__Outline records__

....

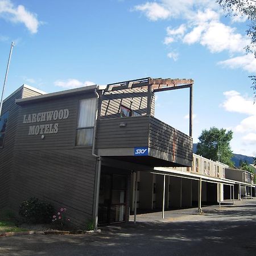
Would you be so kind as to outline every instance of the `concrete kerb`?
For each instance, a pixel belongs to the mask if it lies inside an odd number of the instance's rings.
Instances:
[[[94,233],[100,233],[101,229],[97,230],[46,230],[46,231],[24,231],[22,232],[5,232],[0,233],[0,237],[11,237],[16,236],[26,236],[31,234],[43,234],[43,235],[73,235],[73,234],[86,234]]]

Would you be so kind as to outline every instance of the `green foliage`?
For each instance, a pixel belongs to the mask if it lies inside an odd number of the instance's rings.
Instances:
[[[49,223],[52,220],[53,207],[51,204],[35,197],[29,197],[19,207],[19,214],[26,222]]]
[[[250,24],[246,30],[247,36],[251,39],[249,46],[246,47],[246,52],[252,53],[256,58],[256,4],[254,0],[217,0],[216,2],[223,8],[228,15],[246,16]],[[256,76],[250,76],[252,81],[251,88],[256,97]]]
[[[232,151],[229,144],[232,138],[231,130],[226,131],[226,129],[215,127],[210,127],[209,130],[203,130],[199,137],[196,154],[233,167]]]
[[[70,218],[67,218],[67,209],[61,208],[57,213],[52,216],[52,221],[54,226],[57,229],[63,230],[69,226]]]
[[[0,233],[4,232],[22,232],[27,229],[19,228],[11,221],[0,220]]]

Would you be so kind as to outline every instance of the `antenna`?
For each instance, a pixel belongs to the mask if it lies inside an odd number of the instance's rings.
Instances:
[[[14,43],[13,42],[12,42],[11,45],[11,49],[10,50],[9,59],[8,60],[8,64],[7,64],[7,67],[6,68],[6,72],[5,73],[5,82],[3,82],[3,90],[2,92],[1,100],[1,103],[0,103],[0,117],[1,115],[2,107],[3,106],[3,93],[5,92],[5,84],[6,83],[7,77],[8,75],[8,71],[9,69],[10,61],[11,60],[11,52],[13,52],[13,48],[14,46]]]

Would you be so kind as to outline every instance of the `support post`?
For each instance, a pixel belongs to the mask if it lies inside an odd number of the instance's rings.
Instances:
[[[152,85],[147,86],[147,115],[150,115],[151,112],[151,98],[152,98]]]
[[[202,199],[202,178],[199,180],[198,184],[198,212],[202,212],[201,202]]]
[[[234,185],[233,185],[233,204],[234,204]]]
[[[96,198],[96,200],[95,200],[94,230],[97,230],[98,229],[98,199],[99,199],[99,196],[100,196],[100,182],[101,182],[101,159],[100,157],[99,157],[98,159]]]
[[[232,201],[232,193],[231,192],[231,187],[232,185],[230,185],[230,201]]]
[[[164,196],[166,194],[166,175],[163,175],[163,208],[162,210],[162,218],[164,218]]]
[[[180,178],[180,207],[182,207],[182,178]]]
[[[189,136],[193,137],[193,84],[189,87]]]
[[[218,208],[220,208],[221,201],[221,192],[220,192],[220,183],[218,183]]]
[[[247,188],[245,186],[245,199],[247,199]]]
[[[136,223],[136,218],[137,214],[138,171],[136,171],[135,189],[135,191],[134,195],[134,218],[133,222],[134,223]]]
[[[8,63],[7,63],[7,68],[6,68],[6,72],[5,73],[5,81],[3,82],[1,99],[1,101],[0,101],[0,117],[1,116],[2,108],[3,106],[3,94],[5,93],[5,84],[6,84],[7,78],[7,76],[8,76],[8,71],[9,70],[10,61],[11,60],[11,53],[13,52],[13,48],[14,46],[14,43],[13,42],[12,42],[11,45],[11,49],[10,50],[9,58],[8,59]]]
[[[242,200],[241,198],[241,183],[239,183],[239,200]]]

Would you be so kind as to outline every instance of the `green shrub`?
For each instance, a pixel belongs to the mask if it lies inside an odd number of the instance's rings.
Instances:
[[[36,197],[28,197],[19,207],[19,214],[26,222],[49,223],[52,220],[53,207],[51,204]]]

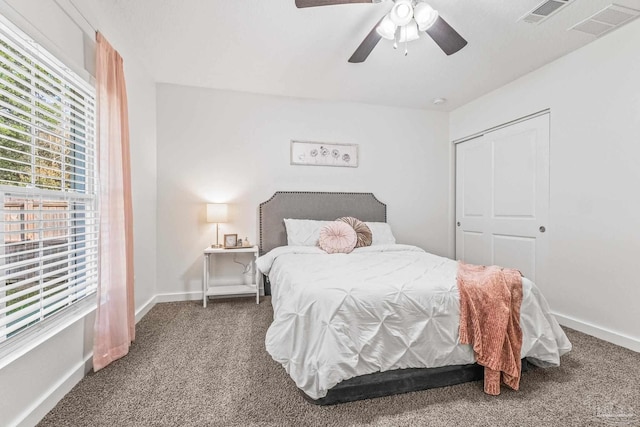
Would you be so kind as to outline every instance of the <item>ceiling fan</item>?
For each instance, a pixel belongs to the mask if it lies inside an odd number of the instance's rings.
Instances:
[[[296,7],[383,1],[385,0],[296,0]],[[419,31],[426,32],[447,55],[452,55],[467,45],[467,41],[424,0],[393,0],[393,3],[391,11],[373,27],[351,55],[349,62],[364,62],[381,38],[394,40],[396,47],[398,42],[406,43],[418,39]]]

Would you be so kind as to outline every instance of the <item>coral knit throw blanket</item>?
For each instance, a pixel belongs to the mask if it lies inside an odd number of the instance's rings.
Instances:
[[[520,305],[522,275],[518,270],[458,263],[460,342],[473,345],[484,366],[484,391],[500,394],[500,380],[514,390],[520,385]]]

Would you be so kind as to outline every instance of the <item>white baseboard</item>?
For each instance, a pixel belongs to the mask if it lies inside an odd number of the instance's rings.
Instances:
[[[159,302],[176,302],[176,301],[195,301],[202,299],[202,291],[196,292],[171,292],[167,294],[156,294],[156,303]]]
[[[85,376],[85,366],[91,365],[93,353],[85,356],[84,360],[71,369],[67,375],[51,386],[40,398],[34,401],[22,413],[22,419],[15,424],[18,427],[31,427],[38,424],[58,402]]]
[[[156,305],[156,295],[149,298],[149,301],[142,304],[142,307],[136,310],[136,323],[138,323],[142,318]]]
[[[558,323],[560,323],[562,326],[575,329],[576,331],[584,332],[587,335],[600,338],[601,340],[605,340],[621,347],[628,348],[629,350],[640,352],[640,339],[638,338],[633,338],[628,335],[614,332],[588,322],[577,320],[569,316],[564,316],[562,314],[553,313],[553,315],[558,320]]]

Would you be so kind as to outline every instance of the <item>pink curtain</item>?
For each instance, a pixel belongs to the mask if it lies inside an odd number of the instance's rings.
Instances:
[[[129,118],[122,57],[96,34],[100,273],[93,369],[129,352],[135,339]]]

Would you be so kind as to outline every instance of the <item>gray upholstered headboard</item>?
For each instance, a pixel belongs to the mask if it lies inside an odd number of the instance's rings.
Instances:
[[[277,191],[269,200],[260,203],[260,255],[286,246],[284,218],[333,221],[342,216],[387,222],[387,205],[372,193]]]

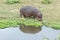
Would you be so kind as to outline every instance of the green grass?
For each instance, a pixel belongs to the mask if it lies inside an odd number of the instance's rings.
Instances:
[[[51,1],[51,4],[42,4],[41,0],[23,0],[18,4],[5,4],[4,0],[0,0],[0,20],[19,19],[19,9],[23,5],[30,5],[39,8],[42,12],[44,25],[60,29],[60,0]]]
[[[43,4],[50,4],[50,3],[51,3],[50,0],[42,0],[41,2],[42,2]]]
[[[0,28],[6,28],[6,27],[16,27],[18,25],[24,24],[26,26],[34,26],[34,27],[41,27],[43,24],[42,22],[39,22],[37,20],[33,19],[9,19],[9,20],[1,20],[0,21]]]
[[[22,0],[5,0],[5,3],[14,4],[14,3],[21,3]]]

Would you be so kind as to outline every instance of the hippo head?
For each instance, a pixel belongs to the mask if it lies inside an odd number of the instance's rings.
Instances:
[[[42,14],[39,13],[39,14],[37,15],[37,20],[42,21]]]

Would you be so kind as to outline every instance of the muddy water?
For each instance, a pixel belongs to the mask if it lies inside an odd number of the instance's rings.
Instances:
[[[42,27],[37,33],[25,33],[19,27],[0,29],[0,40],[55,40],[60,30]]]

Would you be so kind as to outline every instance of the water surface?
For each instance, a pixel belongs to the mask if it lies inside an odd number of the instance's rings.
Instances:
[[[37,33],[25,33],[19,29],[19,27],[11,27],[0,29],[0,40],[55,40],[60,34],[60,30],[52,28],[42,27],[42,30]]]

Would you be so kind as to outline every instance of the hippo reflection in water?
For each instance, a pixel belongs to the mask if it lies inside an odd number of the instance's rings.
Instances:
[[[41,12],[37,8],[31,6],[24,6],[20,9],[20,17],[22,16],[25,18],[26,17],[36,18],[39,21],[42,20]]]

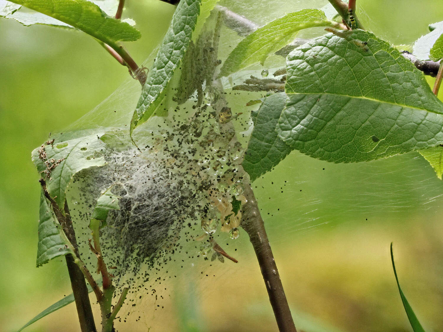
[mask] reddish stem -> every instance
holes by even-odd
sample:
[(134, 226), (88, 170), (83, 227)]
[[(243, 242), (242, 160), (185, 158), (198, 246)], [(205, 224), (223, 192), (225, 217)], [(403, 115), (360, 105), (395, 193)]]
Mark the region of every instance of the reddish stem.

....

Repeat the lines that start at the one containing "[mask] reddish stem -> every instance" and run through the end of the items, both ends included.

[mask] reddish stem -> every instance
holes by even-odd
sample:
[(134, 226), (88, 170), (83, 227)]
[[(243, 242), (242, 160), (185, 158), (198, 246)], [(205, 224), (223, 192), (225, 217)], [(403, 115), (360, 105), (395, 193)]]
Mark the region of every instance of the reddish stem.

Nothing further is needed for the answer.